Ваши задания:
- 1) Кому Пушкин посвятил поэму «Кавказский пленник», согласно тексту о ссылке Пушкина?
- 2) Пожалуйста, продолжите текст о ссылке Пушкина, начиная сразу после его последнего предложения.

Фрагмент текста:
■ ■ ■ ■ ■

Лишь в 1825 году уцелевший отрывок «Братьев разбойников» был напечатан в «Полярной звезде».
* * *
В начале 1822 года Пушкин направляет Н. И. Гнедичу в Петербург для издания поэму «Кавказский пленник». Мироощущение изгнанника не покидает его. Посвящая поэму своему другу Николаю Раевскому, он называет ее «изгнанной лиры пеньем» и сетует:
Я рано скорбь узнал, постигнут был гоненьем;
Я жертва клеветы и мстительных невежд...
И посылаемую Гнедичу рукопись Пушкин сопровождает дружеским напутствием на латинском языке из первой песни Овидиевых «Скорбей»:
«Малая книжка моя, без меня (и не завидую) ты отправишься в столицу, куда, - увы! - твоему господину закрыта дорога... Не из притворной скромности прибавлю: «Иди, хоть и неказистая с виду, как то подобает изгнанникам...»
* * *
Стихотворение «Узник».Автограф А. С. Пушкина.
Жизнь Пушкина в ссылке, однако, не располагала к радости. К окнам нижнего этажа дома бессарабского наместника прикреплены были чугунные решетки, и комната, в которой Пушкин расположился, казалась ему подлинной тюрьмой. Из окон видны были вольно разгуливавшие между клумбами инзовские птицы, а у входа в дом гневно метался привязанный цепью за лапу мощный орел.
Не только кишиневская комната, вся царская Россия казалась поэту тюрьмой. Он не раз посещал местный острог, беседовал с арестантами, расспрашивал об их «удальстве». Заключенные приветливо встречали его, доверяли ему и откровенно делились своими мыслями, невзгодами и намерениями.
Однажды «главный первостатейный каторжник» сказал Пушкину, что ночью он бежит: «Клетка надломлена, настанет ночь, а мы - ночные птицы вольные!» Арестант доверял Пушкину. И вот: «Ночью барабан бьет тревогу». Пушкин бежит к острогу...

■ ■ ■ ■ ■

Предоставленные записи:

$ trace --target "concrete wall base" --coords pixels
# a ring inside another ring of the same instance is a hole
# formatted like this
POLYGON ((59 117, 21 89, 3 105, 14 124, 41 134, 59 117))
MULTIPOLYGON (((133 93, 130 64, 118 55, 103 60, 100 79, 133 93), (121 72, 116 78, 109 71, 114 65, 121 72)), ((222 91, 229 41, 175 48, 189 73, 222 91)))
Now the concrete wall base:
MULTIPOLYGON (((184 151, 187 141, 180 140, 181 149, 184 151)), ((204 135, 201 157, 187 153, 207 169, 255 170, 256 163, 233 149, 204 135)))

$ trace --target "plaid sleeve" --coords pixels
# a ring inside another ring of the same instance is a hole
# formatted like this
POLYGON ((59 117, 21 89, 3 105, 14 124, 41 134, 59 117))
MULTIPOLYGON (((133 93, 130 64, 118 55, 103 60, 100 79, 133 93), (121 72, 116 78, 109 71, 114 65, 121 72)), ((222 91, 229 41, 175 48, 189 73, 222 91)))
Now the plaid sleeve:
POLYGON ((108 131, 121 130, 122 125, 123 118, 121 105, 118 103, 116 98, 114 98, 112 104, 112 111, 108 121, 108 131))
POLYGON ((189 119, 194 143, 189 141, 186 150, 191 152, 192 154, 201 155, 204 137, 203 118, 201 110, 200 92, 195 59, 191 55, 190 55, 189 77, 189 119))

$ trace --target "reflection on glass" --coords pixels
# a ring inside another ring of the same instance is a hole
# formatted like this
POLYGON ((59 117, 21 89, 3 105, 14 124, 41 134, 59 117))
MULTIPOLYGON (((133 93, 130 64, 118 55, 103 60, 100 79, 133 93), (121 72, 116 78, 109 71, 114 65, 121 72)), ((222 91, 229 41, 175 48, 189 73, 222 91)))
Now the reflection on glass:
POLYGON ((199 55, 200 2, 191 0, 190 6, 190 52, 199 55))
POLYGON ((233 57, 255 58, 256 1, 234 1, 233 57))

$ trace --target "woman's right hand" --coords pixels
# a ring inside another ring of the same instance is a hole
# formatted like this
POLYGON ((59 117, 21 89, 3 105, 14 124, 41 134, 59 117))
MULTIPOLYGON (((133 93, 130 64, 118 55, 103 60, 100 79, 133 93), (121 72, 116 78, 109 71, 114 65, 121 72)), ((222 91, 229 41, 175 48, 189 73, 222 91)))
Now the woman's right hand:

■ ■ ■ ■ ■

Ответы по заданиям:
- 1) Своему другу Николаю Раевскому.

- 2)
«Многих переловили, а мой друг убежал», - вспоминал он потом.
В угнетенном состоянии собственного бытия Пушкин написал после этого стихотворение «Узник»:
Сижу за решеткой в темнице сырой.
Вскормленный в неволе орел молодой,
Мой грустный товарищ, махая крылом,
Кровавую пищу клюет под окном,
Клюет, и бросает, и смотрит в окно,
Как будто со мною задумал одно;
Зовет меня взглядом и криком своим
И вымолвить хочет: «Давай улетим!
Мы вольные птицы; пора, брат, пора!
Туда, где за тучей белеет гора,
Туда, где синеют морские края,
Туда, где гуляем лишь ветер... да я!..»
Стихотворение это вскоре проникло в казематы, стало тюремной песней заключенных.
Настроения, вылившиеся в этом стихотворении, не покидают Пушкина и позже. В мае 1823 года он пишет Гнедичу: «Знаете ли вы трогательный обычай русского мужика в светлое воскресенье выпускать на волю птичку? вот вам стихи на это» - и приводит первую строку стихотворения «Птичка»:
В чужбине свято наблюдаю
Родной обычай старины:
На волю птичку выпускаю
При светлом празднике весны.
Я стал доступен утешенью;
За что на бога мне роптать,
Когда хоть одному творенью
Я мог свободу даровать!
И это стихотворение тоже носило явно автобиографический и политический смысл.
Недаром цензура, разрешая его к печати, замаскировала подлинный смысл стихов малоубедительным примечанием: «Сие относится к тем благодетелям человечества, которые употребляют свои достатки на выкуп из тюрьмы невинных должников и проч.».
* * *
Сблизившись в Кишиневе с сослуживцем И. П. Липранди, Пушкин воспользовался возможностью сопровождать его в служебной поездке по краю, представилась возможность побывать и в Аккермане, считавшемся, по преданию, местом ссылки знаменитого римского поэта Овидия Назона.
Первая остановка была в Бендерах. Здесь Пушкина интересовали остатки шведского лагеря, в четырех километрах от города, где после Полтавской битвы остановился шведский король Карл XII и будто бы был погребен Мазепа.
Увиденные здесь следы былого Пушкин отразил потом в поэме «Полтава»:
Три углубленные в земле
И мхом поросшие ступени
Гласят о шведском короле.
С них отражал герой безумный,
Один в толпе домашних слуг,
Турецкой рати приступ шумный,
И бросил шпагу под бунчук...
В Измаиле Пушкин знакомился с местами, связанными с легендарным штурмом города Суворовым. И затем всю ночь, не раздеваясь, что-то писал, сидя на диване. Утром отправился в крепостную церковь, читал на ее стенах надписи с именами убитых при штурме крепости воинов.
Очень внимательно знакомился Пушкин с Кагульским полем, где в 1770 году разразилась кровавая битва с турками и русские войска под командой Румянцева одержали победу.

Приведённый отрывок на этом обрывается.